Consigne:
Disposez en tableau Markdown, avec les colonnes « N° » pour le numéro de rang et « Texte » pour la ligne, uniquement les lignes commençant par celle qui contient « Mark the desert » et se terminant par celle qui contient « x=463 y=120 », ces deux lignes incluses. Omettez les lignes vides.

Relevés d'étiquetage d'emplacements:

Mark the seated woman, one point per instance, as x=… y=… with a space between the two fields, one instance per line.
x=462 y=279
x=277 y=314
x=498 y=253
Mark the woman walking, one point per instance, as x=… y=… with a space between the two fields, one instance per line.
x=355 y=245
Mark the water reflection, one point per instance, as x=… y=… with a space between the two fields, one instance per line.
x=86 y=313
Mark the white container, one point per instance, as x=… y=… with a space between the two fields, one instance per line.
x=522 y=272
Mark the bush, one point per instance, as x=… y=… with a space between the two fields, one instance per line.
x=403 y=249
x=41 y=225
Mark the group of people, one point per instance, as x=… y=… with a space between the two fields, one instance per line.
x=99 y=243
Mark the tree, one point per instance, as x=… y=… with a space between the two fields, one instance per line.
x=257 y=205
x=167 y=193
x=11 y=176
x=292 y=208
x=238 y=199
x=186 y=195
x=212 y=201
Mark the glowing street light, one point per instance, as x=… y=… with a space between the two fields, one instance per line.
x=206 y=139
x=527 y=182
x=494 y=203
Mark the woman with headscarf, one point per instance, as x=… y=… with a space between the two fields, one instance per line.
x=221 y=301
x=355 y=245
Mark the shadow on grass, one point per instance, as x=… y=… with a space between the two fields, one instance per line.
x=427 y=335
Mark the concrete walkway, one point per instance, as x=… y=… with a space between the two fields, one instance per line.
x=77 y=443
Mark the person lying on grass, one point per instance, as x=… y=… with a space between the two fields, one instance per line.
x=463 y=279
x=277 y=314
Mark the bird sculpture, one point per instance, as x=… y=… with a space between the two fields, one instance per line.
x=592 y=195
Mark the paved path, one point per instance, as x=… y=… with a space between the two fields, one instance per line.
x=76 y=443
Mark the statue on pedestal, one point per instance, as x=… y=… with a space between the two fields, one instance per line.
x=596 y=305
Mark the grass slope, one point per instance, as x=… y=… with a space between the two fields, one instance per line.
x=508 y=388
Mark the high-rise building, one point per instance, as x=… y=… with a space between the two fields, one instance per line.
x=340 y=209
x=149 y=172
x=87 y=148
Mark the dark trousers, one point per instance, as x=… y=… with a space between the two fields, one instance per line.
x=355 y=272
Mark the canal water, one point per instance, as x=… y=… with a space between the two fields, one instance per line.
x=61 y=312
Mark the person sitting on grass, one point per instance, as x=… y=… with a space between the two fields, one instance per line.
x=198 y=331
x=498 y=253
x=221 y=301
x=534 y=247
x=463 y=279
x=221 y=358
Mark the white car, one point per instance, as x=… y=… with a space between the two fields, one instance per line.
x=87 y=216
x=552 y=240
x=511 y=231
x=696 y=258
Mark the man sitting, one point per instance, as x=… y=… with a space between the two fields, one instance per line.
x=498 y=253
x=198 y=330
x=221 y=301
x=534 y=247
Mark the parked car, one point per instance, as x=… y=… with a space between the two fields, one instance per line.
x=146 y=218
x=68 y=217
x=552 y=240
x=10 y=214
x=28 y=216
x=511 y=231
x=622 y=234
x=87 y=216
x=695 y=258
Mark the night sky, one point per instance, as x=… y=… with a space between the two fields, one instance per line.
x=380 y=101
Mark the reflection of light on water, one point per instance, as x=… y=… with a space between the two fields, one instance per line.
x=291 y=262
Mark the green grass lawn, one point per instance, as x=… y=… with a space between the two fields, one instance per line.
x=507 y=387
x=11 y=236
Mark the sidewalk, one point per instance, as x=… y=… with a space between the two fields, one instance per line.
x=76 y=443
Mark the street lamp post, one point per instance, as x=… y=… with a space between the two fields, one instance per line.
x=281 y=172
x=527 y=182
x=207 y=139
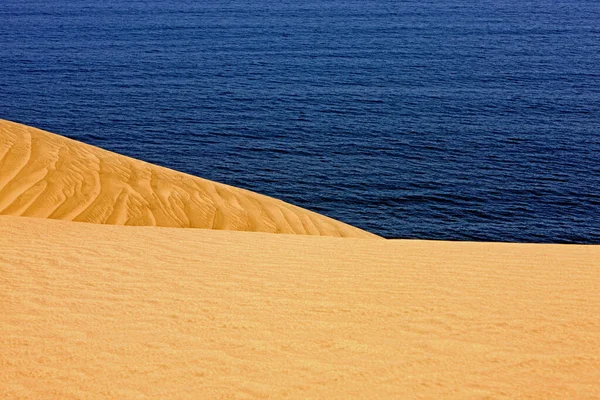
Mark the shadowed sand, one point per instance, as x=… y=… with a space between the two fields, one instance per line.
x=50 y=176
x=98 y=311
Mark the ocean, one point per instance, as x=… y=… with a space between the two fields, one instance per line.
x=453 y=120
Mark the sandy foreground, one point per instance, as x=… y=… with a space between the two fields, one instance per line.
x=100 y=310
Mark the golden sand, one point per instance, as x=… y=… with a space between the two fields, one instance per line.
x=92 y=311
x=49 y=176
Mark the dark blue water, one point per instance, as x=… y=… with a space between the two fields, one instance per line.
x=457 y=119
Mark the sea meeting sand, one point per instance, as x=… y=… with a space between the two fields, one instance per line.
x=93 y=310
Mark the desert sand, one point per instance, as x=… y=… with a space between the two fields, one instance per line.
x=50 y=176
x=101 y=311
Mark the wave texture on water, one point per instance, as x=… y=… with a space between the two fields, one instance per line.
x=463 y=120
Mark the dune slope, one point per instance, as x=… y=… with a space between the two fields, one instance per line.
x=98 y=311
x=50 y=176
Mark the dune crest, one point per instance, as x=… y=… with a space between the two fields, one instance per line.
x=49 y=176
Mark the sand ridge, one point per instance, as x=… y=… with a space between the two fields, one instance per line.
x=98 y=311
x=49 y=176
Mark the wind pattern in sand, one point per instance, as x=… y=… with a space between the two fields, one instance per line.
x=49 y=176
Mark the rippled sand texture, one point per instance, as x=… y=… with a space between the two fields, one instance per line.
x=49 y=176
x=97 y=311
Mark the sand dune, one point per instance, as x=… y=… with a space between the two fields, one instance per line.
x=98 y=311
x=49 y=176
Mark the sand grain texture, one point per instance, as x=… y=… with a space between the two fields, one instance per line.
x=98 y=311
x=49 y=176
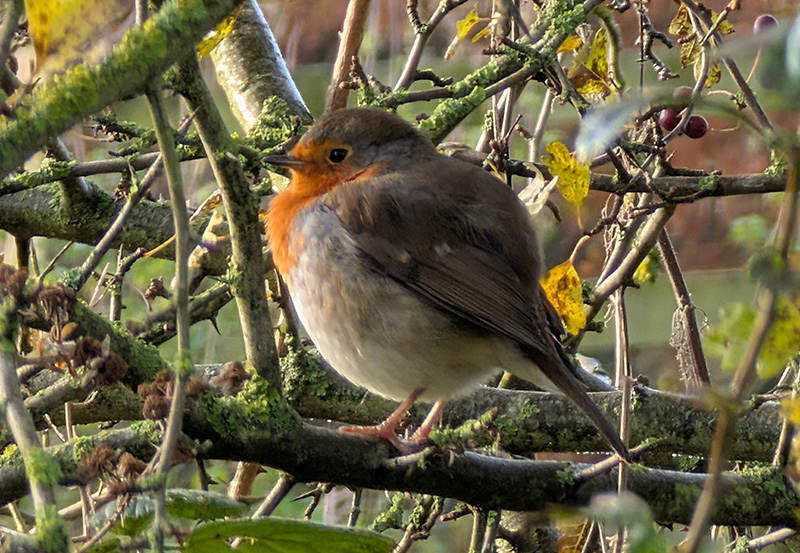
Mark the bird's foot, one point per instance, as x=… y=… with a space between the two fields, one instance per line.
x=385 y=432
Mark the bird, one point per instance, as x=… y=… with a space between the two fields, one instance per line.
x=416 y=275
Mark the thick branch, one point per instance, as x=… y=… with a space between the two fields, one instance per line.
x=143 y=55
x=763 y=498
x=250 y=68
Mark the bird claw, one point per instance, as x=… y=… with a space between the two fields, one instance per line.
x=387 y=433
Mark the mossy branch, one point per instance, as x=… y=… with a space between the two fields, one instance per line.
x=143 y=55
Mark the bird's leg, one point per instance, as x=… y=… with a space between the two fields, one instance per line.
x=387 y=430
x=420 y=437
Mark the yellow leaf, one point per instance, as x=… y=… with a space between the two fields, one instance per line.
x=562 y=285
x=463 y=27
x=573 y=177
x=589 y=73
x=681 y=24
x=783 y=340
x=570 y=43
x=486 y=32
x=76 y=31
x=598 y=56
x=219 y=34
x=791 y=410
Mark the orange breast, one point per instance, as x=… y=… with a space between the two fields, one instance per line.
x=282 y=211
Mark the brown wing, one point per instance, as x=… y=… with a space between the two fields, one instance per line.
x=466 y=245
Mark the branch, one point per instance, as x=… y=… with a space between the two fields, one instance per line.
x=250 y=68
x=143 y=55
x=756 y=497
x=690 y=188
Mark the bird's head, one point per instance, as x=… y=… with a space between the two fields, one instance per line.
x=350 y=144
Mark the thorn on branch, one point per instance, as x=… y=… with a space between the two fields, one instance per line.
x=413 y=15
x=429 y=75
x=651 y=34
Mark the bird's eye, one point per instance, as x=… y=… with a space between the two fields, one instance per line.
x=337 y=155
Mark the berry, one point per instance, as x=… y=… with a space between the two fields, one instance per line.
x=696 y=126
x=669 y=118
x=764 y=23
x=682 y=93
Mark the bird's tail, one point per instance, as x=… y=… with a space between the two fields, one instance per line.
x=562 y=373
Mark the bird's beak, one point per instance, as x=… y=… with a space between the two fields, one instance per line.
x=283 y=160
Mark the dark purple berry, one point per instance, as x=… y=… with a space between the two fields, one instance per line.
x=764 y=23
x=696 y=126
x=682 y=93
x=669 y=118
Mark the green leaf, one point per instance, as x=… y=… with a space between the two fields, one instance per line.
x=200 y=505
x=629 y=510
x=275 y=535
x=730 y=337
x=749 y=231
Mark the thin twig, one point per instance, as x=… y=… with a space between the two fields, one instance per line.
x=278 y=493
x=788 y=428
x=480 y=518
x=355 y=508
x=10 y=19
x=699 y=376
x=183 y=365
x=352 y=32
x=134 y=198
x=19 y=422
x=746 y=372
x=623 y=382
x=420 y=40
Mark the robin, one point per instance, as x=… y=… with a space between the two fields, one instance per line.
x=415 y=274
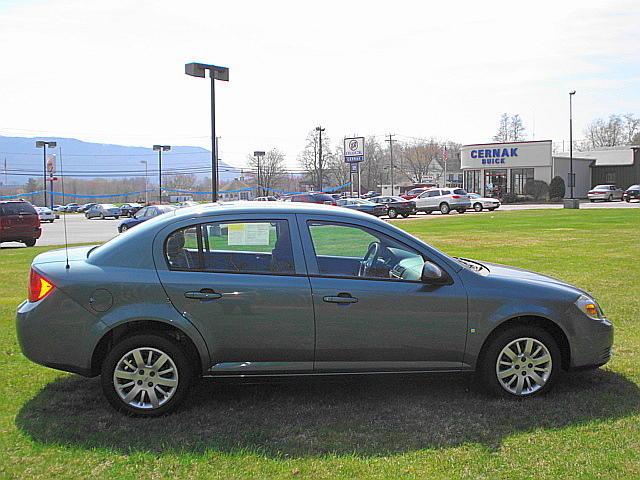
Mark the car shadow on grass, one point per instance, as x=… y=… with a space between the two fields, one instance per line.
x=370 y=417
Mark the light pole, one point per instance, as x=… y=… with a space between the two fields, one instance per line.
x=42 y=144
x=320 y=130
x=160 y=149
x=258 y=154
x=571 y=182
x=146 y=197
x=216 y=73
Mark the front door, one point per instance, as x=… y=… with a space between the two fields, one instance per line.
x=242 y=283
x=372 y=311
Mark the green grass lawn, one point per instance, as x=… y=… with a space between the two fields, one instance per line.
x=56 y=425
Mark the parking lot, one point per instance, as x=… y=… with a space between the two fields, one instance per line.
x=81 y=230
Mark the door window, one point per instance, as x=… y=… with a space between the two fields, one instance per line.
x=353 y=251
x=260 y=246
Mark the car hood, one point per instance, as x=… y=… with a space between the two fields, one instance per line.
x=497 y=270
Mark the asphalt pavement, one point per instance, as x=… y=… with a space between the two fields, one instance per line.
x=81 y=230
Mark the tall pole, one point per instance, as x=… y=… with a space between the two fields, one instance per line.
x=160 y=176
x=214 y=149
x=571 y=182
x=391 y=140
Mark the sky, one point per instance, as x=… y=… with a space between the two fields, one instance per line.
x=113 y=71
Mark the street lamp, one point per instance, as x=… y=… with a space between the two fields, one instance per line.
x=258 y=154
x=160 y=149
x=42 y=144
x=146 y=197
x=571 y=180
x=216 y=73
x=320 y=130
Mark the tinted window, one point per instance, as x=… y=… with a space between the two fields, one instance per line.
x=16 y=208
x=260 y=246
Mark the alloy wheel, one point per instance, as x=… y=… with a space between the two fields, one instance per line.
x=145 y=378
x=524 y=366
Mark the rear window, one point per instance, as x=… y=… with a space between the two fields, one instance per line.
x=17 y=208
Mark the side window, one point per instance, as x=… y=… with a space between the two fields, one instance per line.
x=354 y=251
x=260 y=246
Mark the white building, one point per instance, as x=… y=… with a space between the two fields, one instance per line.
x=493 y=169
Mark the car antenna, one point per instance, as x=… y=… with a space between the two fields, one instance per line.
x=64 y=216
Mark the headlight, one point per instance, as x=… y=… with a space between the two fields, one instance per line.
x=589 y=307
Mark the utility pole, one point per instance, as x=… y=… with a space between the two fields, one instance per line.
x=319 y=129
x=391 y=140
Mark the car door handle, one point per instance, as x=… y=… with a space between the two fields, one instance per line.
x=203 y=294
x=340 y=299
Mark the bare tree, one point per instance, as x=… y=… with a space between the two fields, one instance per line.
x=310 y=160
x=268 y=170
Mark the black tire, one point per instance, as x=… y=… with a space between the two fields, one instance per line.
x=164 y=344
x=486 y=367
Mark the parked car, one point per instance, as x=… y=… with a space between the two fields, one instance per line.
x=478 y=202
x=19 y=222
x=413 y=193
x=396 y=206
x=144 y=214
x=103 y=210
x=71 y=207
x=443 y=200
x=279 y=289
x=362 y=205
x=311 y=197
x=129 y=209
x=605 y=193
x=45 y=214
x=269 y=198
x=631 y=193
x=85 y=207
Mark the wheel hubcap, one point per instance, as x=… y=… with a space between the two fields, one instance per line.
x=145 y=378
x=524 y=366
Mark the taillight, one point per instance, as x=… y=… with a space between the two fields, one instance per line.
x=39 y=286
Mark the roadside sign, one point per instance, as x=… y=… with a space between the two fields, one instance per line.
x=354 y=150
x=51 y=163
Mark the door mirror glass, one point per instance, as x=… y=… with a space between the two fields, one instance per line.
x=433 y=274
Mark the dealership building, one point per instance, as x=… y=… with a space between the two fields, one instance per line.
x=493 y=169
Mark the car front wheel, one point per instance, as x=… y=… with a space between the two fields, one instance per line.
x=146 y=375
x=520 y=362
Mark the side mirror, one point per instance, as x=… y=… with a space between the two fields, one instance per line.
x=433 y=274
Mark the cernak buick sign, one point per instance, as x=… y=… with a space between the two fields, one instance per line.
x=494 y=156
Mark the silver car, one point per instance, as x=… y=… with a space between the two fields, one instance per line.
x=443 y=200
x=103 y=210
x=605 y=193
x=478 y=203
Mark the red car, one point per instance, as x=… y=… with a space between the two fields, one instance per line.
x=19 y=222
x=411 y=194
x=311 y=197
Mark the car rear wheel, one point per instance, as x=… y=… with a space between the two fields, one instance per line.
x=520 y=362
x=146 y=375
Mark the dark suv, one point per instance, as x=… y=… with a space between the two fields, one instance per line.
x=311 y=197
x=19 y=222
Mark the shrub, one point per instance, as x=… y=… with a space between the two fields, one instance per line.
x=538 y=189
x=556 y=188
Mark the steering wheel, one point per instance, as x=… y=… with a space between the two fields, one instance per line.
x=369 y=260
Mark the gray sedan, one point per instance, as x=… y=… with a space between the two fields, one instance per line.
x=103 y=210
x=281 y=289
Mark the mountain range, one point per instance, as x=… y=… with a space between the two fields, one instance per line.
x=20 y=159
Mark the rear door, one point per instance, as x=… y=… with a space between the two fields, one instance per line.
x=241 y=280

Résultat obtenu:
| N° | Texte |
|---|---|
| 1 | Mark the desert sand, one point per instance, as x=… y=… with a space between the two fields, one instance per line. |
| 2 | x=50 y=176 |
| 3 | x=101 y=311 |
| 4 | Mark the wave texture on water, one point per instance, as x=… y=… with a space between the two fields, one instance per line. |
| 5 | x=463 y=120 |